** RECORDS FOR THE TASK follows **

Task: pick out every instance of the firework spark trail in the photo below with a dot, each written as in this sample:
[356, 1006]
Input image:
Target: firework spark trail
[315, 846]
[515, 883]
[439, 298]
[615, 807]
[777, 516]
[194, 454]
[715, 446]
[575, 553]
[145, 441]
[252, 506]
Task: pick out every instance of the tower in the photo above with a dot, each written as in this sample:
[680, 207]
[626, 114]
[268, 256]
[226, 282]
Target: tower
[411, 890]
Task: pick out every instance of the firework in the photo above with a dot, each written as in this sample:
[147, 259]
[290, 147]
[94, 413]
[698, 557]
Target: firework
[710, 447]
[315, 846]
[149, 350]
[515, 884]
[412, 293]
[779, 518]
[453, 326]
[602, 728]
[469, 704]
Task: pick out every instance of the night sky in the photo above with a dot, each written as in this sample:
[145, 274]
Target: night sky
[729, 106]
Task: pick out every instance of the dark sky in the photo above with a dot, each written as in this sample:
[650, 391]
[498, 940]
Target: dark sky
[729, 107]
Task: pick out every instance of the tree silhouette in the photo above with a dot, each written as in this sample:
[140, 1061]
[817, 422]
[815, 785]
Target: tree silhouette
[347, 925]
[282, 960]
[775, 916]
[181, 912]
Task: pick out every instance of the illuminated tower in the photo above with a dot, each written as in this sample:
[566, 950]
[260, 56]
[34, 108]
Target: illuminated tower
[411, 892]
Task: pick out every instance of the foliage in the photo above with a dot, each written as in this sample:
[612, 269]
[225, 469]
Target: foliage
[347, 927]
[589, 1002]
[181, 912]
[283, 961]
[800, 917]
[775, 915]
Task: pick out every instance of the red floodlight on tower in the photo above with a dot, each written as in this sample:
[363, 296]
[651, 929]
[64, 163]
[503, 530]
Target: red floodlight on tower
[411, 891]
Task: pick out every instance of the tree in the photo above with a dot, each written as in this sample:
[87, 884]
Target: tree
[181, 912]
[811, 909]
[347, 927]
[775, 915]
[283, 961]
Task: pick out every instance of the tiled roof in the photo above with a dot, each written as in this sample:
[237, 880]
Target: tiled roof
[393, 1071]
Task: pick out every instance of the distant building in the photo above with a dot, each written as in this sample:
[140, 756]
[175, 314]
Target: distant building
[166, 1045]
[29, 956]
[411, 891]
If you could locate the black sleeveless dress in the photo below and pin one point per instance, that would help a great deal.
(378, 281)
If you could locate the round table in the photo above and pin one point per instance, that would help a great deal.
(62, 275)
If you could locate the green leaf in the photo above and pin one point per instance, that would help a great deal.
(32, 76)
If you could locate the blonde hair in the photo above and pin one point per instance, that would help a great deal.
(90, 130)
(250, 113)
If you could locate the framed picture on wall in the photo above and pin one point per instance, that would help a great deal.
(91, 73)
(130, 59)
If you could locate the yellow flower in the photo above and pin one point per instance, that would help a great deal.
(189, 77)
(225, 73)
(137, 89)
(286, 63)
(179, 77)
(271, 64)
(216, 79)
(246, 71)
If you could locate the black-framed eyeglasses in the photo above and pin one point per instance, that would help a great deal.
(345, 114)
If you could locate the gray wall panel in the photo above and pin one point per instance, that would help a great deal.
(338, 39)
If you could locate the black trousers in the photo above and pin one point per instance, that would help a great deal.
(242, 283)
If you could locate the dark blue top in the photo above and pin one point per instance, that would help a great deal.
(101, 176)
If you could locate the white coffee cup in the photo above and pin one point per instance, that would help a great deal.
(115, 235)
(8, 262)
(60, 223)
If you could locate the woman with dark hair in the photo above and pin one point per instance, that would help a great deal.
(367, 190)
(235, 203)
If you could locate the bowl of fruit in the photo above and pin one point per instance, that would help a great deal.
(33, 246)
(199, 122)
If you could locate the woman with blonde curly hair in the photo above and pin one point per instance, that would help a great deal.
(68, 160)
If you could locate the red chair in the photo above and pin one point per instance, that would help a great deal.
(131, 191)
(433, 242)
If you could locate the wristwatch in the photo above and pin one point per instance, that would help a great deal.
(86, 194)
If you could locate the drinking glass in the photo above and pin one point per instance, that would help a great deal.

** End of RECORDS FOR THE TASK **

WORK REQUIRED ->
Would you restate the material above word for word?

FINISHED EXERCISE ->
Task: pick out every instance of the firework spark trail in the photo below with a dot, each written as in this sample:
[356, 1006]
Input image:
Target: firework spark trail
[315, 846]
[515, 883]
[439, 298]
[615, 807]
[777, 516]
[194, 454]
[715, 446]
[575, 553]
[145, 441]
[252, 506]
Task: pick out every instance of the tower in the photo above with a dot, each written as in this sample:
[680, 207]
[626, 114]
[268, 256]
[226, 282]
Target: tower
[411, 890]
Task: pick out every instance of the firework in the photo above with a dot, each written as in this sample:
[147, 259]
[290, 147]
[94, 413]
[698, 557]
Target: firework
[710, 447]
[315, 846]
[149, 350]
[515, 884]
[412, 293]
[779, 518]
[453, 326]
[602, 728]
[469, 704]
Task: pick out every instance of the night sky in the photo above with a dot, each written as in this sample:
[145, 274]
Target: night sky
[729, 106]
Task: pick out every instance of the dark sky in the photo above with a dot, each written as in this sample:
[650, 391]
[498, 940]
Target: dark sky
[729, 107]
Task: pick out every instance of the tree silhouette in the photo above with a dot, each written as in this sample:
[140, 1061]
[817, 422]
[815, 785]
Target: tree silhouette
[347, 925]
[282, 960]
[775, 916]
[181, 912]
Task: pick out every instance of the illuminated tower in the photo above with a dot, each written as in this sample:
[566, 950]
[260, 56]
[34, 108]
Target: illuminated tower
[411, 892]
Task: pick out every instance of the foliage in the photo above with a dot, each written as in this sample:
[612, 269]
[225, 469]
Target: foliage
[347, 927]
[589, 1002]
[181, 912]
[283, 961]
[800, 917]
[775, 915]
Task: pick out every instance of the red floodlight on tower in the photo above with a dot, each written as in this sample:
[363, 296]
[651, 929]
[64, 163]
[503, 530]
Target: red floodlight on tower
[411, 891]
Task: pick out every instance of the tree in the photo above with a dot, each written as in this sample:
[87, 884]
Target: tree
[181, 912]
[811, 909]
[347, 927]
[775, 915]
[283, 961]
Task: pick out every instance of the tiled roof in the photo above with a dot, each written as in this sample:
[237, 880]
Target: tiled roof
[393, 1071]
Task: pick out every instance of the distant building in the photo above with a dot, each written as in this sample:
[140, 756]
[175, 314]
Target: distant building
[166, 1045]
[29, 956]
[411, 891]
If you could locate the black sleeveless dress in the photo below and pin one point per instance, that would help a great deal.
(378, 281)
If you could locate the round table in the photo above and pin one point per instance, that would help a great deal.
(62, 275)
If you could locate the green leaf in the photo above and pin one point per instance, that would help a great deal.
(32, 76)
If you could locate the blonde hair in the photo above and pin one point per instance, that would help a great deal.
(90, 130)
(250, 113)
If you could locate the framed picture on wall in the photo above and pin one point per instance, that would help a great deal.
(91, 73)
(130, 59)
If you could locate the yellow flower in the photo above and pin one point per instance, that would help a great deal.
(189, 77)
(225, 73)
(137, 89)
(286, 63)
(179, 77)
(271, 64)
(216, 79)
(246, 71)
If you could locate the black-framed eyeglasses in the photo above and pin one point per instance, that would help a great deal.
(345, 114)
If you could locate the gray wall panel in the photo above and pin one point per instance, that would help a great deal.
(338, 39)
If you could locate the black trousers in the photo above and pin one point per instance, that would help a great deal.
(242, 283)
If you could locate the dark blue top in the photo above and pin one point per instance, that would help a great deal.
(101, 176)
If you could locate the white coffee cup in the photo above and pin one point per instance, that would help a great deal.
(115, 235)
(8, 262)
(60, 223)
If you could locate the woman with dark hair in the photo above and pin one point per instance, that would help a great deal.
(367, 190)
(235, 203)
If you could locate the bowl of fruit in the photo above and pin one point per instance, that would help a great deal.
(33, 246)
(199, 122)
If you could locate the woman with blonde curly hair in the photo above and pin one point per instance, that would help a great deal.
(68, 160)
If you could locate the red chair in the photo above and pin one point per instance, that would help a great deal.
(131, 191)
(433, 242)
If you could locate the wristwatch in the photo above and pin one point per instance, that would help a great deal.
(86, 194)
If you could locate the drinking glass in the photo above and pin one point per instance, that would help a great deal.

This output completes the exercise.